**Exercise requirements**
Reproduce the records below word for word, changing nothing.

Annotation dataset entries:
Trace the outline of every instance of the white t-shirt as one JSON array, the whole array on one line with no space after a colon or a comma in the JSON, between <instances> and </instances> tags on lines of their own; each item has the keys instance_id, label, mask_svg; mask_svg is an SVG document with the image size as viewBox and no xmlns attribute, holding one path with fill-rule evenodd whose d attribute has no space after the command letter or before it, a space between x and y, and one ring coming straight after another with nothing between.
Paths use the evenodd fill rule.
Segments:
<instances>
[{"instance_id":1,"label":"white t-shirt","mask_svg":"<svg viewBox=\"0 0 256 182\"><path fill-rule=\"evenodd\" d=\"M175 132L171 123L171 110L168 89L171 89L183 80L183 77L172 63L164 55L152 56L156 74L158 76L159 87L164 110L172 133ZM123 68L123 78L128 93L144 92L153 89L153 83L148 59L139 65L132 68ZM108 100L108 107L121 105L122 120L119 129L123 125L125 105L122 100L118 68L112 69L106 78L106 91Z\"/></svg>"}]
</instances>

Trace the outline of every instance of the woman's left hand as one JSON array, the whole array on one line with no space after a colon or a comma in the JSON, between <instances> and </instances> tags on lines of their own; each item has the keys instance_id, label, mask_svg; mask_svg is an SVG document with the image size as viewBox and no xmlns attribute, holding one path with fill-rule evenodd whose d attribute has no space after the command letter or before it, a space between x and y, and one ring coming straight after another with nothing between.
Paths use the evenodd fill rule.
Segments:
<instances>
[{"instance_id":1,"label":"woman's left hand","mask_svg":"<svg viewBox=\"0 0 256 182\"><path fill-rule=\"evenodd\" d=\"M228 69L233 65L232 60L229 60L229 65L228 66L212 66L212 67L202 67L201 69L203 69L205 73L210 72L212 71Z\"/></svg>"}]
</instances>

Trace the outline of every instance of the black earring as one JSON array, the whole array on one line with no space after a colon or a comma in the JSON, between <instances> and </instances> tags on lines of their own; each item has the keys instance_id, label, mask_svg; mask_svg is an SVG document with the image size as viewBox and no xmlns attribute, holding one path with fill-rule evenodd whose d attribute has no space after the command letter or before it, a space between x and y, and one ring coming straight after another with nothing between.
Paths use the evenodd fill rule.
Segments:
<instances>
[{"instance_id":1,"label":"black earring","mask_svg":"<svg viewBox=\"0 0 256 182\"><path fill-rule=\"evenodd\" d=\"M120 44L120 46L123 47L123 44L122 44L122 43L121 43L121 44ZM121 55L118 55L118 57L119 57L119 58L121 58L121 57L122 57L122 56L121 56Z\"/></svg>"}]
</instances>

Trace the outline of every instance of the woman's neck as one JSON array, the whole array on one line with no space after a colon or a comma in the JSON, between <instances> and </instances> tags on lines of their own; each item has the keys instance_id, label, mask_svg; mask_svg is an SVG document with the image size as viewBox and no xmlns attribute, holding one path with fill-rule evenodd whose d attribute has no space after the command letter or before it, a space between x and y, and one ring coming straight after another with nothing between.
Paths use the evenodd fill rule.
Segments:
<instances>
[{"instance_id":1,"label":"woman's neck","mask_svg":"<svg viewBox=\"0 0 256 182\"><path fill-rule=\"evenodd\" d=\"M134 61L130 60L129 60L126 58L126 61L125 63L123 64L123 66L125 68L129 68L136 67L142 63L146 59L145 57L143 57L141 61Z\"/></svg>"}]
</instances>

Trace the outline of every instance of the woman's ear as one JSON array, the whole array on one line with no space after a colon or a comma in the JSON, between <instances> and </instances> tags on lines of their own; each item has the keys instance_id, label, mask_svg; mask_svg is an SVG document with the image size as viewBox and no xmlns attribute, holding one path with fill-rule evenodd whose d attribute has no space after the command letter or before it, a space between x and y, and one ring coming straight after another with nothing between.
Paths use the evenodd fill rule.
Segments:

**Solution to this task**
Trace the outline of every instance of the white t-shirt as one JSON array, the whole array on one line with no space after a colon or a comma in the JSON, between <instances> and </instances> tags on lines of their own; each item has the keys instance_id, label, mask_svg; mask_svg is an SVG document with the image size as viewBox and no xmlns attribute, holding one path with fill-rule evenodd whose d attribute has no space after the command letter or before it, a space between x and y, and one ring coming straight after another with nothing between.
Paths use the evenodd fill rule.
Segments:
<instances>
[{"instance_id":1,"label":"white t-shirt","mask_svg":"<svg viewBox=\"0 0 256 182\"><path fill-rule=\"evenodd\" d=\"M175 132L171 123L171 110L168 89L171 89L183 80L183 77L172 63L164 55L152 56L156 74L158 76L159 87L164 110L172 133ZM123 68L123 78L128 93L144 92L153 89L153 83L148 59L139 65L132 68ZM108 100L108 107L121 105L122 120L119 129L123 125L125 105L122 100L118 68L112 69L106 78L106 91Z\"/></svg>"}]
</instances>

Trace the outline of every instance of the woman's left hand as one JSON array, the whole array on one line with no space after a colon or a comma in the JSON, between <instances> and </instances> tags on lines of their own; each item has the keys instance_id, label, mask_svg; mask_svg is an SVG document with the image size as viewBox and no xmlns attribute, holding one path with fill-rule evenodd whose d attribute has no space after the command letter or before it, a space between x and y, and one ring coming straight after another with nothing between.
Paths use the evenodd fill rule.
Segments:
<instances>
[{"instance_id":1,"label":"woman's left hand","mask_svg":"<svg viewBox=\"0 0 256 182\"><path fill-rule=\"evenodd\" d=\"M228 69L233 65L232 60L229 60L229 65L228 66L212 66L212 67L202 67L201 69L203 69L205 73L210 72L212 71Z\"/></svg>"}]
</instances>

Trace the outline of every instance of the black earring as one JSON array, the whole array on one line with no space after a colon or a comma in the JSON, between <instances> and </instances> tags on lines of their own; each item has the keys instance_id, label, mask_svg; mask_svg is an SVG document with the image size as viewBox and no xmlns attribute, holding one path with fill-rule evenodd whose d attribute has no space after the command letter or before it, a space between x and y, and one ring coming straight after another with nothing between.
Paths use the evenodd fill rule.
Segments:
<instances>
[{"instance_id":1,"label":"black earring","mask_svg":"<svg viewBox=\"0 0 256 182\"><path fill-rule=\"evenodd\" d=\"M120 44L120 46L123 47L123 44L122 44L122 43L121 43L121 44ZM121 55L118 55L118 57L119 57L119 58L121 58L121 57L122 57L122 56L121 56Z\"/></svg>"}]
</instances>

Trace the outline of every instance of the woman's neck as one JSON array, the whole array on one line with no space after a colon or a comma in the JSON, between <instances> and </instances> tags on lines of their own; each item has the keys instance_id, label, mask_svg; mask_svg is an SVG document with the image size as viewBox and no xmlns attribute, holding one path with fill-rule evenodd whose d attribute has no space after the command letter or before it, a space between x and y, and one ring coming straight after another with nothing between.
Paths use the evenodd fill rule.
Segments:
<instances>
[{"instance_id":1,"label":"woman's neck","mask_svg":"<svg viewBox=\"0 0 256 182\"><path fill-rule=\"evenodd\" d=\"M134 61L130 60L129 60L126 58L126 61L125 63L123 64L123 66L125 68L129 68L136 67L142 63L146 59L145 57L143 57L141 61Z\"/></svg>"}]
</instances>

Trace the outline of every instance of the woman's ear as one JSON array, the whole array on one line with no space after a colon or a comma in the JSON, between <instances> and </instances> tags on lines of their own; each item has the keys instance_id, label, mask_svg; mask_svg is an SVG document with the image size as viewBox and no xmlns attribute, holding one path with fill-rule evenodd whose d attribute has no space after the command letter or before it, a space between x and y, and one ring coming straight after another with nothing between.
Paths use the evenodd fill rule.
Segments:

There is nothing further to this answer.